Ses cendres ont été dispersées en mer deux jours après sa mort ; la vitesse avec laquelle l’affaire a été expédiée et la méthode ont laissé les amis du défunt sous le choc.

Par  (Pékin, envoyé spécial)

Publié le 15 juillet 2017 à 14h42, modifié le 16 juillet 2017 à 06h33

Temps de Lecture 3 min.

Une photo diffusée par le gouvernement chinois montre la dispersion en mer des cendres de Liu Xiaobo, près de la ville de Dalian.

Le corps du Prix Nobel de la paix Liu Xiaobo a été incinéré, samedi 15 juillet, et ses cendres ont été dispersées en mer, a annoncé son frère Liu Xiaoguang, lors d’une étrange conférence de presse à Shenyang, dans le Nord-Est chinois. Le moment a ulcéré les activistes chinois car l’aîné de l’intellectuel mort jeudi d’un cancer du foie a consacré la vingtaine de minutes devant les caméras à faire l’éloge du Parti communiste chinois (PCC).

Le même PCC que Liu Xiaobo a dénoncé toute sa vie et qui le jeta en prison pour « subversion » après qu’il eut rédigé en 2008 un manifeste en faveur de la démocratisation de la Chine.

« Je voudrais exprimer ma profonde gratitude au Parti communiste et au gouvernement car tout du long pour mon troisième frère Liu Xiaobo, du traitement à la crémation et à la dispersion en mer, tout le procédé a été une illustration et un symbole du souci humaniste et de l’attention du Parti et du gouvernement », a déclaré le frère du critique du régime. Sans que l’on sache quel moyen de pression l’a convaincu de défendre ainsi le « système socialiste » que son cadet a dénoncé sans relâche au prix de sa liberté.

Il était peu probable que l’appareil sécuritaire chinois laisse la famille enterrer l’un de ses pires ennemis, car une tombe aurait constitué un lieu de pèlerinage sensible. Mais la vitesse avec laquelle l’affaire a été expédiée et la méthode ont laissé les amis du Prix Nobel sous le choc. Son frère a expliqué qu’enterrer les restes du défunt « occuperait du terrain » et qu’il « faudrait des travaux » et déclaré à propos de cette méthode : « On ne peut pas dire que ce soit mauvais, mais ça ne se conforme pas bien aux concepts environnementaux du XXIe siècle. »
☆ ☆ ☆ ☆
-- Consigne 1 --
Dans quelle ville le frère de Liu Xiaobo a-t-il tenu sa conférence de presse, selon l'article sur les cendres de Liu Xiaobo ?
-- Consigne 2 --
Reprenez l'article sur les cendres de Liu Xiaobo à la suite de sa dernière phrase.

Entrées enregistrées
☆ ☆ ☆ ☆
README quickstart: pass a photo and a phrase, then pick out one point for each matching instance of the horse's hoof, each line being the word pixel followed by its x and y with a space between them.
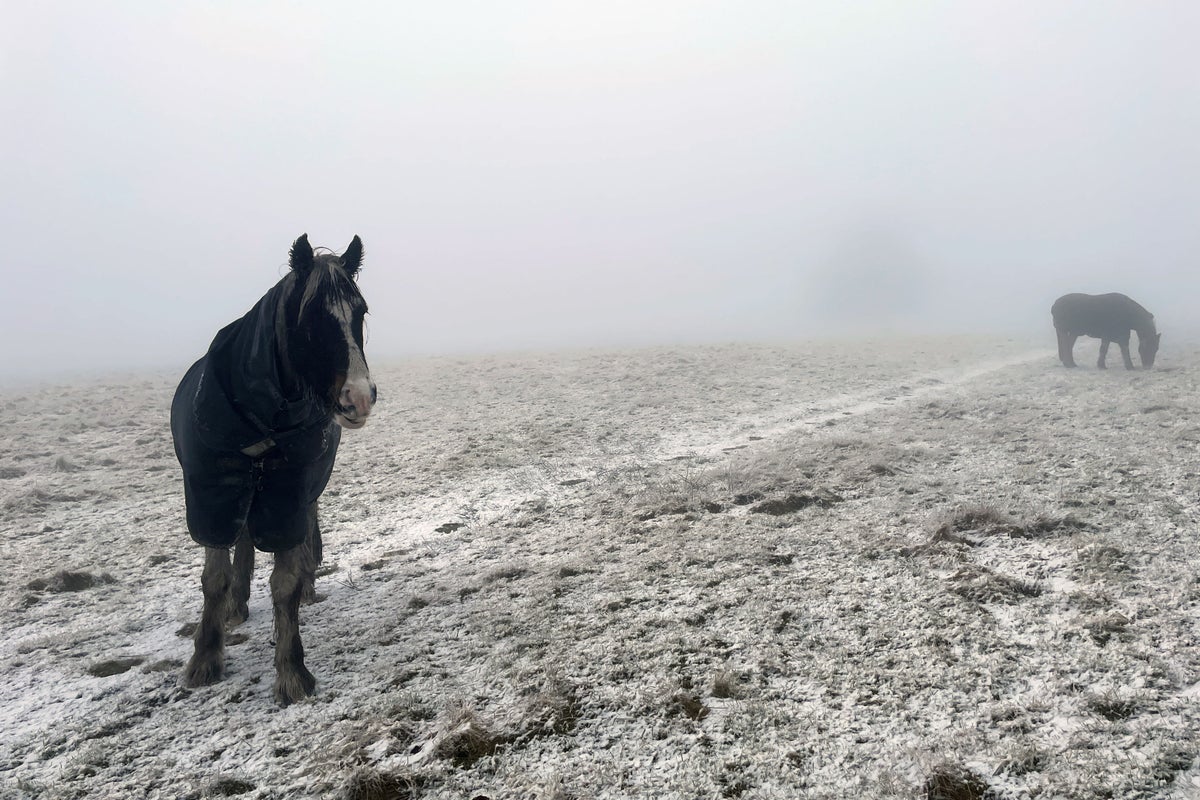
pixel 203 671
pixel 294 685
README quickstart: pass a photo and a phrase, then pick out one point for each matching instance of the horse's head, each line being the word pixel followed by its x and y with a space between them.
pixel 323 314
pixel 1147 348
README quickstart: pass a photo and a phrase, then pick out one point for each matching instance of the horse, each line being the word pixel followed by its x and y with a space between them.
pixel 256 423
pixel 1105 317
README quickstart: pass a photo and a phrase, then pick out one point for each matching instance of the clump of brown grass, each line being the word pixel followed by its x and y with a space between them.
pixel 69 581
pixel 1111 705
pixel 466 738
pixel 955 782
pixel 373 785
pixel 726 685
pixel 987 587
pixel 553 709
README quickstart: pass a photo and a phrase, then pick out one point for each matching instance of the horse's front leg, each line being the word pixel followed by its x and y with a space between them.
pixel 293 569
pixel 1125 354
pixel 1066 348
pixel 243 571
pixel 316 553
pixel 208 660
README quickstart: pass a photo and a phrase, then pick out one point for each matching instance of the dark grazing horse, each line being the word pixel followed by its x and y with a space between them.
pixel 1105 317
pixel 256 425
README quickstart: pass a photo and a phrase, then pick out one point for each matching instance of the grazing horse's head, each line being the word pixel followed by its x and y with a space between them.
pixel 1147 348
pixel 323 316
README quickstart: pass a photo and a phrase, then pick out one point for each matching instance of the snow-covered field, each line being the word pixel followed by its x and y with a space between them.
pixel 911 569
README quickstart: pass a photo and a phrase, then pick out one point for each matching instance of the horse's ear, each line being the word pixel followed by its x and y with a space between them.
pixel 352 259
pixel 301 254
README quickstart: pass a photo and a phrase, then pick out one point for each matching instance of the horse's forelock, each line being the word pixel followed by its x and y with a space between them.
pixel 328 278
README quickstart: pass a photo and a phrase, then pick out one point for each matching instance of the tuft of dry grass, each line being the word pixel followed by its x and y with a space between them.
pixel 983 585
pixel 955 782
pixel 466 737
pixel 373 785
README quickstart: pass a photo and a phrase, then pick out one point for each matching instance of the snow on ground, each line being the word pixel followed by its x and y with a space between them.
pixel 905 569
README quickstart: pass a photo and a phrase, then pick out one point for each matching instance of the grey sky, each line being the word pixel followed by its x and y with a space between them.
pixel 550 174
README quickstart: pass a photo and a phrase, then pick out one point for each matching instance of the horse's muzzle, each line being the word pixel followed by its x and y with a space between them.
pixel 354 403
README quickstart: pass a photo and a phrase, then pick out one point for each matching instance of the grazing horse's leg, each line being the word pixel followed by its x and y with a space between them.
pixel 243 571
pixel 208 660
pixel 293 570
pixel 1066 348
pixel 1125 353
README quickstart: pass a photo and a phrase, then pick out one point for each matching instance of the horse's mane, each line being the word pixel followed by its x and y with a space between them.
pixel 328 276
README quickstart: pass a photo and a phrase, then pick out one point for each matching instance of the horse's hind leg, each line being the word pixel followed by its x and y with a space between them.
pixel 243 571
pixel 208 660
pixel 293 569
pixel 1066 347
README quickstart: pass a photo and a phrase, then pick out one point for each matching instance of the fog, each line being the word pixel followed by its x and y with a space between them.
pixel 573 174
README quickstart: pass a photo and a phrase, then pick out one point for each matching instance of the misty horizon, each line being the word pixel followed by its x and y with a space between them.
pixel 544 176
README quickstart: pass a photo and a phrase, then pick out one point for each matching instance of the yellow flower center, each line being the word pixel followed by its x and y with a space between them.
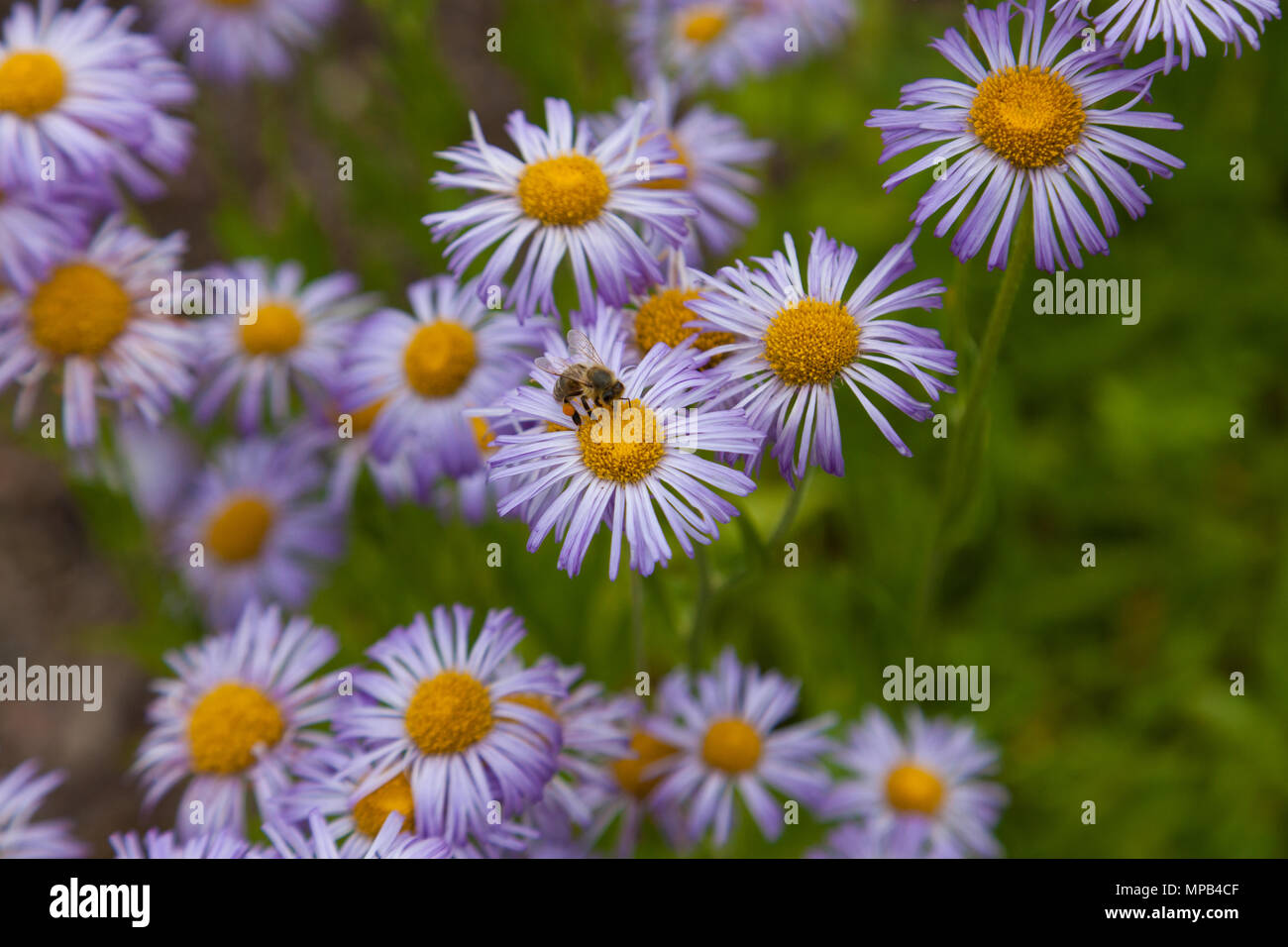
☆ ☆ ☆ ☆
-- Réponse finale 1 --
À Shenyang, dans le Nord-Est chinois.

-- Réponse finale 2 --
« Inhumain, une insulte, une honte, dégoûtant », a dénoncé l’artiste star chinois Ai Weiwei sur Twitter.

Le comité Nobel « profondément inquiet » du sort de son épouse

Pékin avait déjà refusé le transfert à l’étranger demandé par Liu Xiaobo lorsqu’il fut révélé en juin qu’il était atteint d’un cancer incurable. L’homme avait demandé à partir pour l’Allemagne, probablement pour rendre sa liberté à son épouse, en résidence surveillée à l’isolement depuis sa condamnation, en 2009.

Le comité Nobel norvégien s’est de nouveau dit « profondément inquiet » du sort de Mme Liu vendredi. Mais samedi, un responsable de la propagande du bureau de Shenyang, Zhang Qingyang, a soutenu sans vergogne que « Liu Xia [était] libre à présent » mais qu’en période de deuil « elle n’acceptera[it] plus les perturbations extérieures », selon l’Agence France-Presse. « Le gouvernement chinois protégera ses droits légitimes en tant que citoyenne chinoise », a ajouté M. Zhang.

Liu Xia, épouse du dissident, son frère, et les frères de Liu Xiaobo, se recueillent au crématorium, sur cette photo fournie par le gouvernement chinois.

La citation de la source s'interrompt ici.